PASSAGE PROVIDED
※ ※ ※

Public Release: 

Common treatment for diabetic crisis in children may contribute to rare but often fatal complication

University of California - Davis Health System

A common treatment for children in diabetic crisis should be abandoned in most cases because it appears to contribute to a rare but often-fatal complication known as cerebral edema, according to a study by researchers at UC Davis School of Medicine and Medical Center. The study also identifies two simple blood test measurements that can help doctors predict which patients are in greatest danger of developing the potentially deadly complication.

The study, the largest and most statistically rigorous examination yet of risk factors for cerebral edema in children with diabetic ketoacidosis, appears in the Jan. 25 issue of the New England Journal of Medicine.

The researchers found that bicarbonate, a common treatment for diabetic ketoacidosis, appears to increase the risk of cerebral edema, or swelling of the brain, which can be fatal. In ketoacidosis, toxic levels of acids called ketones build up in the blood. Bicarbonate is often given in the emergency department to reduce these acid levels.

"In the past there has been some suspicion that giving bicarbonate can increase risk of cerebral edema, but ours is the first study to show that it can," said Nathan Kuppermann, senior author of the study, a pediatric emergency physician and associate professor of internal medicine at UC Davis. "I imagine doctors in emergency departments and pediatric intensive care units will put this knowledge into effect immediately."

The UC Davis researchers, led by Nicole Glaser, a pediatric endocrinologist and assistant professor of pediatrics, also found that children with diabetic ketoacidosis who have lower initial arterial carbon dioxide measurements and higher serum urea nitrogen concentrations are at increased risk for cerebral edema. When a child shows up at an emergency department with diabetic ketoacidosis, blood tests for carbon dioxide and urea nitrogen levels are routinely ordered.

"Until now, no one really knew who was at greatest risk for developing cerebral edema. We determined which of the tests that doctors routinely order are most predictive of who will go on to develop cerebral edema," Glaser said. "The hope is that by knowing these risk factors, doctors will be able to better monitor the high-risk children, and pick up the initial signs of this complication before it progresses to a more serious stage."

Cerebral edema can lead to coma, neurological damage, and death. While the complication occurs in only about 1 percent of diabetic ketoacidosis cases in children, 40 percent to 90 percent of the children who develop cerebral edema die, and many others are left with permanent brain damage. In all, cerebral edema accounts for 50 percent to 60 percent of diabetes-related deaths in children.

※ ※ ※

RECORDS SHOWN
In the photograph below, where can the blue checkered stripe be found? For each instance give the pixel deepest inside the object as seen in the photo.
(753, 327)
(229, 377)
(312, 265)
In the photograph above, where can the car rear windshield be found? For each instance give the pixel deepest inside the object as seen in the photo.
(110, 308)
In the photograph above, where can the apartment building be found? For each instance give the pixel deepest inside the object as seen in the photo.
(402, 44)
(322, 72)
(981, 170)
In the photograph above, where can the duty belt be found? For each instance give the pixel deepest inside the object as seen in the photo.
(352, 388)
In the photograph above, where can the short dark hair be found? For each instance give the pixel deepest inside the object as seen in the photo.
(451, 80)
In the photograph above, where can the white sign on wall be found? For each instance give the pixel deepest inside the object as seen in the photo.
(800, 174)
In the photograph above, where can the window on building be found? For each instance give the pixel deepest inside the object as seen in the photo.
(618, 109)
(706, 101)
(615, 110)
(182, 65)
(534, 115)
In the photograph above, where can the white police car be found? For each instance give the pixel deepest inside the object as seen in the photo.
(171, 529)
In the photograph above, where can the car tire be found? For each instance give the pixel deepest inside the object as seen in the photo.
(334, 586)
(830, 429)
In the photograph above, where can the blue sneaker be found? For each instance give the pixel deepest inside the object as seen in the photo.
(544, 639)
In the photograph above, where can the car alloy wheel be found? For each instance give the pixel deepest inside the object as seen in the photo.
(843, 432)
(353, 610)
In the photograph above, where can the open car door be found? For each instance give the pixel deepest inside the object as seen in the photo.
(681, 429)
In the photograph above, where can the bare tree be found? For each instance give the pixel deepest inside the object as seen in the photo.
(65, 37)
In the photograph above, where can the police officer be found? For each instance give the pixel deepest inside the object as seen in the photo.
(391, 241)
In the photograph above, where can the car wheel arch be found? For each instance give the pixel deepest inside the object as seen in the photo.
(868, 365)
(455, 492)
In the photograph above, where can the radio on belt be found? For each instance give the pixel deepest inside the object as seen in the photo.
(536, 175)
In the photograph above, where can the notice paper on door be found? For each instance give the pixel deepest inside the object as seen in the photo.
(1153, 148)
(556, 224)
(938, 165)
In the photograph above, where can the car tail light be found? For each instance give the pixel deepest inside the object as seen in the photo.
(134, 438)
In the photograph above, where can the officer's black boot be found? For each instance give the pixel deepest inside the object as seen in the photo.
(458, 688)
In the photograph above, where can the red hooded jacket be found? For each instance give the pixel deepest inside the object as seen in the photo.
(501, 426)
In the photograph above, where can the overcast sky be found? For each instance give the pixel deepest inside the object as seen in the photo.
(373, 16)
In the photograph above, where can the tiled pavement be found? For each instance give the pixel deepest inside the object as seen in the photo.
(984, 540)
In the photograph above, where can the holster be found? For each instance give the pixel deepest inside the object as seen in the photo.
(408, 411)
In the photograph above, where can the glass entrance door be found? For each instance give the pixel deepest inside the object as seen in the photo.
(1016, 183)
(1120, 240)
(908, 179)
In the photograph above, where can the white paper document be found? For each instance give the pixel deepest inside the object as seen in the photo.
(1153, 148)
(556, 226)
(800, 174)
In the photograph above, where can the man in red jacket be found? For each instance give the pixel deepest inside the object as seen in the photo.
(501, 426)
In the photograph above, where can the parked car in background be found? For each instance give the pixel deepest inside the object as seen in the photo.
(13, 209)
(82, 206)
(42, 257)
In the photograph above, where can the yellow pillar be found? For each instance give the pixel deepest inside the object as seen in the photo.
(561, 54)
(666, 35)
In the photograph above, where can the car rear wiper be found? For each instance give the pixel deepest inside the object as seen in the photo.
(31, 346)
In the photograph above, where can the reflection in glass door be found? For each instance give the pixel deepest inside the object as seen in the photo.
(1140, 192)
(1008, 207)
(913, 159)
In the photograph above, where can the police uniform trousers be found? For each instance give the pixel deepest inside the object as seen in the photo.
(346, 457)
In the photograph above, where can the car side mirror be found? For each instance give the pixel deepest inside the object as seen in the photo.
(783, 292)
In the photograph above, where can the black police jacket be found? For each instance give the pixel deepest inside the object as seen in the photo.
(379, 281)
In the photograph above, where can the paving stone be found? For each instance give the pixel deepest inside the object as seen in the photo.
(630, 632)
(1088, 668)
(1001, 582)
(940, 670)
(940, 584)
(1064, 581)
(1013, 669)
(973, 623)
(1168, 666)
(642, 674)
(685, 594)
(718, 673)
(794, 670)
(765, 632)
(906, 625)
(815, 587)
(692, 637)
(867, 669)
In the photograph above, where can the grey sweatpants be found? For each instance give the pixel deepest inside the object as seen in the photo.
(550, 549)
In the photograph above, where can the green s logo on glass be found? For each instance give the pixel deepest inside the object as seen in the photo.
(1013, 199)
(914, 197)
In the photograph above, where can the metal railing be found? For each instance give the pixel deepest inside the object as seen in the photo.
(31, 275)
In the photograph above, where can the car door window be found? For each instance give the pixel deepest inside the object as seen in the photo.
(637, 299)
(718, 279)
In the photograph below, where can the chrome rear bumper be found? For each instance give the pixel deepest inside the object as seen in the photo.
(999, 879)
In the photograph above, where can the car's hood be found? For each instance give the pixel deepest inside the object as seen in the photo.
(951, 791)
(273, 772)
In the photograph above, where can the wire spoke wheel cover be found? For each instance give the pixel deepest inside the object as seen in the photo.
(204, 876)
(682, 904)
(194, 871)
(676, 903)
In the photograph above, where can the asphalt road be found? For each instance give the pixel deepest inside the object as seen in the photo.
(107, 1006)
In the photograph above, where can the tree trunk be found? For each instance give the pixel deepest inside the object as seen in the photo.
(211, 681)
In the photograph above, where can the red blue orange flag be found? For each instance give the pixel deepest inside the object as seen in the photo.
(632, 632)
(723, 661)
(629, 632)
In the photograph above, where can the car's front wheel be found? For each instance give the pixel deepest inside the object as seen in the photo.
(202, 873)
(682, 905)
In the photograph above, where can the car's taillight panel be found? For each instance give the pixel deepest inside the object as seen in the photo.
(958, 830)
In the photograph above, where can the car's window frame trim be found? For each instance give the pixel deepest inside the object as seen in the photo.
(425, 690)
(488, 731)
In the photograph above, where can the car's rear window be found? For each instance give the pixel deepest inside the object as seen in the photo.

※ ※ ※

BRIEF A
According to the press release, what share of diabetes-related deaths in children is due to cerebral edema?
BRIEF B
Please reproduce the press release word for word from "The researchers found" to "these acid levels.".

EXERCISE RESPONSE A
50 percent to 60 percent

EXERCISE RESPONSE B
The researchers found that bicarbonate, a common treatment for diabetic ketoacidosis, appears to increase the risk of cerebral edema, or swelling of the brain, which can be fatal. In ketoacidosis, toxic levels of acids called ketones build up in the blood. Bicarbonate is often given in the emergency department to reduce these acid levels.